## Your goal
Reproduce the lines of the listing below verbatim, from the line with "Exercise. Pick out the shadowed" to the line with "pixel 1111 541", both included.
─── Task data ───
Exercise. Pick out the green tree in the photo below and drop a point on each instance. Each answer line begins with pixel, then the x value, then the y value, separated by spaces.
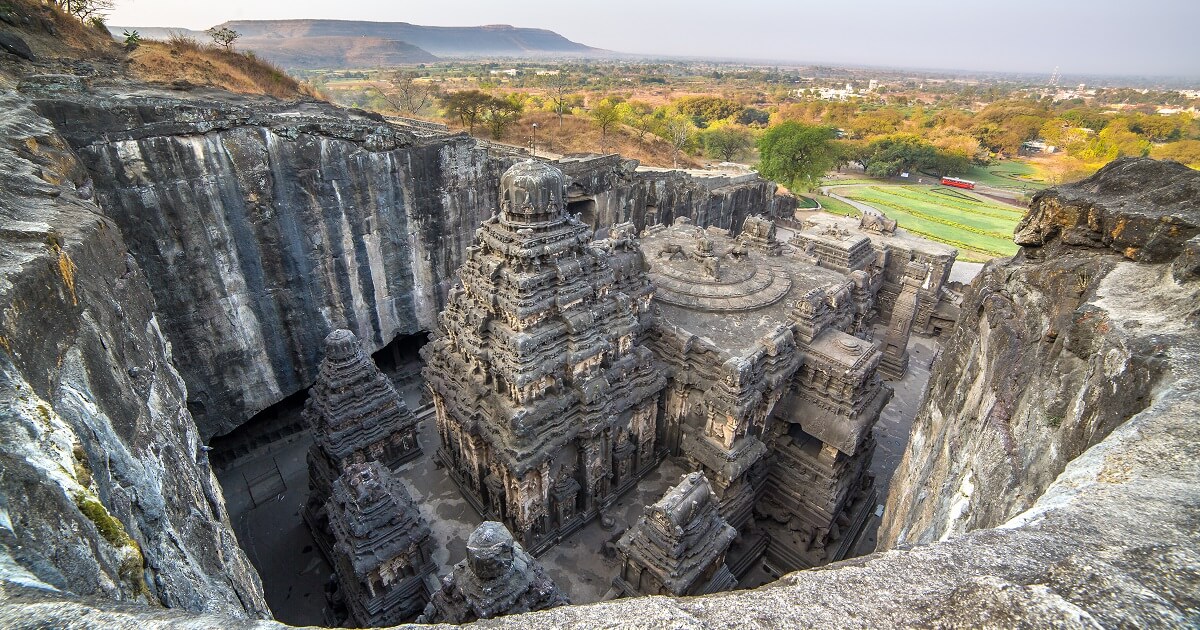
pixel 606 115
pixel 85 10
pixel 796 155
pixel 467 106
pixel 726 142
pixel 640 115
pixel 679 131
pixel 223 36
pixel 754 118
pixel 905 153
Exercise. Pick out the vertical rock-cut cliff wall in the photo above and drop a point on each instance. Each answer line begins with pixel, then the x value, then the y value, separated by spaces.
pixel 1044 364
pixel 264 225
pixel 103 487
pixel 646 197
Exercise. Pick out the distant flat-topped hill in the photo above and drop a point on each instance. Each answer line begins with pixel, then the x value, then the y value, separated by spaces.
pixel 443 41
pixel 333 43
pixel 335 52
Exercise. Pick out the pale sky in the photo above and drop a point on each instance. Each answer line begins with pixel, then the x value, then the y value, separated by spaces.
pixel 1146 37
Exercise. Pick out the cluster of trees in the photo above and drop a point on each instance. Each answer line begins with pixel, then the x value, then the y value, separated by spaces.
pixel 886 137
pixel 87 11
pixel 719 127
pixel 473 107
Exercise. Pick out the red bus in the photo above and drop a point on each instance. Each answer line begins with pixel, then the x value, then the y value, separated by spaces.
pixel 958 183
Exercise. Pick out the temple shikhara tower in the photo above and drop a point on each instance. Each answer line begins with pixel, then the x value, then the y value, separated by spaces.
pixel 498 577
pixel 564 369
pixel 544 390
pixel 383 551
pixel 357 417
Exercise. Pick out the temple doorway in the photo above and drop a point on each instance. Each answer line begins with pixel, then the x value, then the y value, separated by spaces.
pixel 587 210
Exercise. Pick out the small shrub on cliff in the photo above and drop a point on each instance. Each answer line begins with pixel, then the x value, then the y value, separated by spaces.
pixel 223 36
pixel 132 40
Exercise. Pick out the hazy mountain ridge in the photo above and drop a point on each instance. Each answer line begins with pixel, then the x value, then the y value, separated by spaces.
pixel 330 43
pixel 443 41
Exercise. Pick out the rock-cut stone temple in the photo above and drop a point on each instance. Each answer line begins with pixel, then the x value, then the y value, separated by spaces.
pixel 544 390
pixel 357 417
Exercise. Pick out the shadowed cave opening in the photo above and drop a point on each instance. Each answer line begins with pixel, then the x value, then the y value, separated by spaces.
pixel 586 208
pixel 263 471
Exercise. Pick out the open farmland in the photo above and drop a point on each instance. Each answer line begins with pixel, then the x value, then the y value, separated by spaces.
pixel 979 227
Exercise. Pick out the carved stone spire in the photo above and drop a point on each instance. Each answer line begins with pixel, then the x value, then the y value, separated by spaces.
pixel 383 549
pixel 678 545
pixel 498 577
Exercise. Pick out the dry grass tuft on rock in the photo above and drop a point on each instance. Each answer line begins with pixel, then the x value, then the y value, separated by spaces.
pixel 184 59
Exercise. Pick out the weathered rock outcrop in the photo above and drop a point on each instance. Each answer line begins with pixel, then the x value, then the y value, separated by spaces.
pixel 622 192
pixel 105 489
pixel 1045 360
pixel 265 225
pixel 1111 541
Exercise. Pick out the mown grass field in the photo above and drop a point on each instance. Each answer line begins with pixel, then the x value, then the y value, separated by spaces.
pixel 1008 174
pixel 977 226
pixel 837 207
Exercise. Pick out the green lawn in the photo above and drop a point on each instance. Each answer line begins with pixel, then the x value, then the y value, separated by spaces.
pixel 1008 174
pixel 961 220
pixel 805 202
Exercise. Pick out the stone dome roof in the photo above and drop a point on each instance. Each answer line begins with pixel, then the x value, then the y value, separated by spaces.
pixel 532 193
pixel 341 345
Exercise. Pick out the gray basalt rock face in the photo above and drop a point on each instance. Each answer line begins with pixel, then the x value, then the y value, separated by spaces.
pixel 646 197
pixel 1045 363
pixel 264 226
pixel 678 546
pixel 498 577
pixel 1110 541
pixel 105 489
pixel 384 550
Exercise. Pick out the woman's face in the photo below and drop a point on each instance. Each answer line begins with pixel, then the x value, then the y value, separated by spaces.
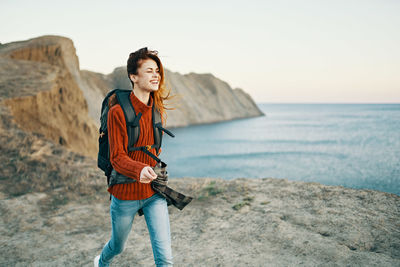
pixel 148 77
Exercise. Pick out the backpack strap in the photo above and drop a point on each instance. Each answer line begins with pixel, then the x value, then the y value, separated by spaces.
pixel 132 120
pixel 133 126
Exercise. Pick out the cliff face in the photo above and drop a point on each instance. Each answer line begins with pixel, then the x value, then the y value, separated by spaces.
───
## Response
Exercise. Pick out the shadowed cave opening in the photo above and drop a point on each instance. Each answer line begins with pixel, then the x value, then the y value, separated by spaces.
pixel 586 208
pixel 263 471
Exercise. Pick out the open farmland in the photo above and drop a point on each instance. Each answer line begins with pixel, then the x value, then the y value, separated by spaces.
pixel 979 227
Exercise. Pick out the carved stone spire in the photo above and drop a point on each instance. Each answer line begins with pixel, then the x value, then the y value, separated by spaces.
pixel 383 549
pixel 678 545
pixel 498 577
Exercise. Pick out the dry grass tuft on rock in the photo above and drop a point on each instance. Each answer line begins with pixel, then the x value, then the y value, separated by spaces.
pixel 184 59
Exercise. Pick out the weathered rock outcrop in the photo above and drop a point on each instance. Each answer line begins with pixel, then the x value, then the y value, separated by spaces.
pixel 622 192
pixel 105 489
pixel 1045 360
pixel 265 225
pixel 1111 541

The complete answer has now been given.